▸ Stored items
★ ★ ★

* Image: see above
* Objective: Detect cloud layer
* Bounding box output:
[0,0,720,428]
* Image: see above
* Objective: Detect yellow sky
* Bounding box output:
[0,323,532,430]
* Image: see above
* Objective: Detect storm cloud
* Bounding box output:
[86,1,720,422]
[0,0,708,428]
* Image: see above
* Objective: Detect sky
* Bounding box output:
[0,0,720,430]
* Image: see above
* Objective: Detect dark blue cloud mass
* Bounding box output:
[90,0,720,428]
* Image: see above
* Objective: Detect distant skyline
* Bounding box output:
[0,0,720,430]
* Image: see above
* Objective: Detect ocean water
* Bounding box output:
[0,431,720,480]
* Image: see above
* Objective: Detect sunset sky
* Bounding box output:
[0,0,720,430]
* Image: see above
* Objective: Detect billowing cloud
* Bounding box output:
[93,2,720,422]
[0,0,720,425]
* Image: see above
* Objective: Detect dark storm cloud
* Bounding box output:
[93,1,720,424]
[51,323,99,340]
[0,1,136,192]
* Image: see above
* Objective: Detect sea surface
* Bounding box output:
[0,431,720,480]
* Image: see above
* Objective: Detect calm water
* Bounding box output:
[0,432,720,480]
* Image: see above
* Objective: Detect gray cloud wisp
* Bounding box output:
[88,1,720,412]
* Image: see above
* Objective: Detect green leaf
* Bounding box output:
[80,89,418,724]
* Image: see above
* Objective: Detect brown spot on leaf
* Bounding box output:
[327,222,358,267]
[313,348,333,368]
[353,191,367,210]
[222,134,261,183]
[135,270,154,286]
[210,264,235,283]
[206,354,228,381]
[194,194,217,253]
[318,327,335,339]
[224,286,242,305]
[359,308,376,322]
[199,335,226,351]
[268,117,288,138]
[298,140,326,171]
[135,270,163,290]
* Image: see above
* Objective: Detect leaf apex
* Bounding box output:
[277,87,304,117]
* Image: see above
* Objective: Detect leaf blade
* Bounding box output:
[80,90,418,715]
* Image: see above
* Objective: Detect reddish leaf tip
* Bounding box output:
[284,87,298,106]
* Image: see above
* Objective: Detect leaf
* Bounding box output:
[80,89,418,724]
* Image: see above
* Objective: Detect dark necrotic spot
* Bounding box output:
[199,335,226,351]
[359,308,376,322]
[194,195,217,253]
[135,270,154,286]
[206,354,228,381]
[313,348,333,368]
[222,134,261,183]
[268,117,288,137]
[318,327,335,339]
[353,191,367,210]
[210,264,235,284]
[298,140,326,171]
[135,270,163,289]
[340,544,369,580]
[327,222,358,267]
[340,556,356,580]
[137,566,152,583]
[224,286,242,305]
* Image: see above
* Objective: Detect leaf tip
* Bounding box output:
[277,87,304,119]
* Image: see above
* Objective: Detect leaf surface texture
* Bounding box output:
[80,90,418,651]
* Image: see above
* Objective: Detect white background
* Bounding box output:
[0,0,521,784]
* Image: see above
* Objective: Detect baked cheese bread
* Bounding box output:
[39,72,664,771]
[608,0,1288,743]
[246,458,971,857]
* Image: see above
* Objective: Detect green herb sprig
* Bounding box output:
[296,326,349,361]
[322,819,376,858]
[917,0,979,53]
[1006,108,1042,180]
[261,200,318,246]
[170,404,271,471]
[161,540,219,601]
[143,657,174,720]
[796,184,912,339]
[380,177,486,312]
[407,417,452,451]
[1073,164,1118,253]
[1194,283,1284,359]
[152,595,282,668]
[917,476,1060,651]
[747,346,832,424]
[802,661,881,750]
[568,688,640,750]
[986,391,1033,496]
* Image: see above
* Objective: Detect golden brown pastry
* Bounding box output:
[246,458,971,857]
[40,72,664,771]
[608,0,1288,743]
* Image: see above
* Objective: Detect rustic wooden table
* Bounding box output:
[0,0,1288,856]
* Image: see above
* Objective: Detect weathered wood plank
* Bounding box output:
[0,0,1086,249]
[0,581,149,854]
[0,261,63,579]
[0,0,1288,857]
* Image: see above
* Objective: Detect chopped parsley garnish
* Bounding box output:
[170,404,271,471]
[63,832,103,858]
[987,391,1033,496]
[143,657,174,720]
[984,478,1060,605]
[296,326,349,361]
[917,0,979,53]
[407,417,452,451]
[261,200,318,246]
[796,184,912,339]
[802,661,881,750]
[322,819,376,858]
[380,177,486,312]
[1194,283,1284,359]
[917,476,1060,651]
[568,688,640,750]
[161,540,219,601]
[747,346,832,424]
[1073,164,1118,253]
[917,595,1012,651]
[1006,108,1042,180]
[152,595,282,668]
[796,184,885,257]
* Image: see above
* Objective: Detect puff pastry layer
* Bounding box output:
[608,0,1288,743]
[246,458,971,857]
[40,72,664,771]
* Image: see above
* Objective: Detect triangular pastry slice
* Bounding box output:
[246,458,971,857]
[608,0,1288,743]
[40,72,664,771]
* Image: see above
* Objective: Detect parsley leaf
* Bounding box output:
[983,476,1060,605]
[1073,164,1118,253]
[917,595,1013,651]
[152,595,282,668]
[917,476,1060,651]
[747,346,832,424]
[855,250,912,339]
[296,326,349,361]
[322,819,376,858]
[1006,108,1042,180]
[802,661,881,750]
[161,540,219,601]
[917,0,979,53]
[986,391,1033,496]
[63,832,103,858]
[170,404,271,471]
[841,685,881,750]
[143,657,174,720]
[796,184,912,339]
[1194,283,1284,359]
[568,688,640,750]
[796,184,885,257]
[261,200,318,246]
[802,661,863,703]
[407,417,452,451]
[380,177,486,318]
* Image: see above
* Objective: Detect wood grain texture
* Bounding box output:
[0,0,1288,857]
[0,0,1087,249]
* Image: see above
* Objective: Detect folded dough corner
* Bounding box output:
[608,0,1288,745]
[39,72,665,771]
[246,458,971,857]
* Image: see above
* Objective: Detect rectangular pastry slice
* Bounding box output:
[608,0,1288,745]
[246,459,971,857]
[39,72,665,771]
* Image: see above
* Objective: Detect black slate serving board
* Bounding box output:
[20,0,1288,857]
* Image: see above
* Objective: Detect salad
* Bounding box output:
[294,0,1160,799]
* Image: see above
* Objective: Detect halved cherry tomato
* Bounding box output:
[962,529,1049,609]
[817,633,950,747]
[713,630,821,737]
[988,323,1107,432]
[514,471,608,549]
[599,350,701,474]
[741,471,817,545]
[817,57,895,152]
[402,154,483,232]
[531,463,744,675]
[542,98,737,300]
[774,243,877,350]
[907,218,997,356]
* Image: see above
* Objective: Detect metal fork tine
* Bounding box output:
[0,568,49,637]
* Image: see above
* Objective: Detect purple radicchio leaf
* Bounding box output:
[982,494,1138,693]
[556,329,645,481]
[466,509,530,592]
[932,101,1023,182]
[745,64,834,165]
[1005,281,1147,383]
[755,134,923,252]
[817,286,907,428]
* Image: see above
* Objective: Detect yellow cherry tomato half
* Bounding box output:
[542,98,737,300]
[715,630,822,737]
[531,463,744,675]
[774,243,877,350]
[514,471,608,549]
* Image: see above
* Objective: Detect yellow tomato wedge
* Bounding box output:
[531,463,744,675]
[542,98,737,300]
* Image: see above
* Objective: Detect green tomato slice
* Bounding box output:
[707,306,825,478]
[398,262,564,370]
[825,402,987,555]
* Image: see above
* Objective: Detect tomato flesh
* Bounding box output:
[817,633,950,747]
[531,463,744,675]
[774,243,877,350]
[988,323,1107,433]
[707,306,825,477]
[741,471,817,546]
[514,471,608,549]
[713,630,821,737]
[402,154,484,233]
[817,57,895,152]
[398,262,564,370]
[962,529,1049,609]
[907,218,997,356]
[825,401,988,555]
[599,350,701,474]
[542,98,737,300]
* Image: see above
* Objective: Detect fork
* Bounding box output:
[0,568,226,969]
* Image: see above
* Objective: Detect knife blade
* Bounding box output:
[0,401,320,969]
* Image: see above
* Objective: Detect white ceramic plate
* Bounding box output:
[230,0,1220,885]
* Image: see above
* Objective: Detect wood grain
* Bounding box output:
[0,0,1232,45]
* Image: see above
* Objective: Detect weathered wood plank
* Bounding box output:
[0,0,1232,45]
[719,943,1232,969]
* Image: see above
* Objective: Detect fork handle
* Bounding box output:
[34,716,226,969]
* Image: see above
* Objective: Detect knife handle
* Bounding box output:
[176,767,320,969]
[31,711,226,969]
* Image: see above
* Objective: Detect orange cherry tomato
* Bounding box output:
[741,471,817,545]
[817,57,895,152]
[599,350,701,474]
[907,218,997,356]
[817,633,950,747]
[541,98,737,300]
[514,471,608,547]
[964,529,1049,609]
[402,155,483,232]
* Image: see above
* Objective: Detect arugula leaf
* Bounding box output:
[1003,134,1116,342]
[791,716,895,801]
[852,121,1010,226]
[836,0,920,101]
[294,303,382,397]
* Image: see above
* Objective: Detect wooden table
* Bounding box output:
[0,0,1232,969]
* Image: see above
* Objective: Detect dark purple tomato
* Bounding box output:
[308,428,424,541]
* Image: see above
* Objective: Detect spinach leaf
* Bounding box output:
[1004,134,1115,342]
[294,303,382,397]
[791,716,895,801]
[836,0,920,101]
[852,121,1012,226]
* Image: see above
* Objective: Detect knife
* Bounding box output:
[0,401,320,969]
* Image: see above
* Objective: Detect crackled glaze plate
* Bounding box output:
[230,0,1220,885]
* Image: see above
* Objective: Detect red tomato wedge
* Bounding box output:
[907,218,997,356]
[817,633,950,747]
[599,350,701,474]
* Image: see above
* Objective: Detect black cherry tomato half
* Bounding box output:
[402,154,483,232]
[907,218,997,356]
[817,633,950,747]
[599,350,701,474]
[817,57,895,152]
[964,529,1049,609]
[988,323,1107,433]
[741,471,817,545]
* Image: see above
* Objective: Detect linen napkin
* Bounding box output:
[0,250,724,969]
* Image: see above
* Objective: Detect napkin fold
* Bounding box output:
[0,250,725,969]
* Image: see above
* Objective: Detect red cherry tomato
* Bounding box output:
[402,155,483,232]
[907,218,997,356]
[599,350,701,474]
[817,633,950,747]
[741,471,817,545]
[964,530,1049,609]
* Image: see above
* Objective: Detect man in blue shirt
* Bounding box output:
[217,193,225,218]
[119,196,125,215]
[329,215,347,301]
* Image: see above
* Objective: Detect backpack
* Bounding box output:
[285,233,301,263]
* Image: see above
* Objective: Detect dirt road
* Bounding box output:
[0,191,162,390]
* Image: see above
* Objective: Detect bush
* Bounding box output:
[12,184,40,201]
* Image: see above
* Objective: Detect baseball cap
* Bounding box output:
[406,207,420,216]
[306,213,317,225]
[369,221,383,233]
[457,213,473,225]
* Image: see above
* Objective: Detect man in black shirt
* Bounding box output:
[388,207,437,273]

★ ★ ★

▸ Goal of the exercise
Reproduce the lines of the material from its beginning through the line that contains "[0,323,532,430]", substituting "amber sky" for "yellow sky" and leaving everything else unchanged.

▸ Correct answer
* Image: see above
* Objective: Detect cloud layer
* Bounding box output:
[0,0,720,428]
* Image: see above
* Objective: Detect amber sky
* Bounding box output:
[0,323,532,430]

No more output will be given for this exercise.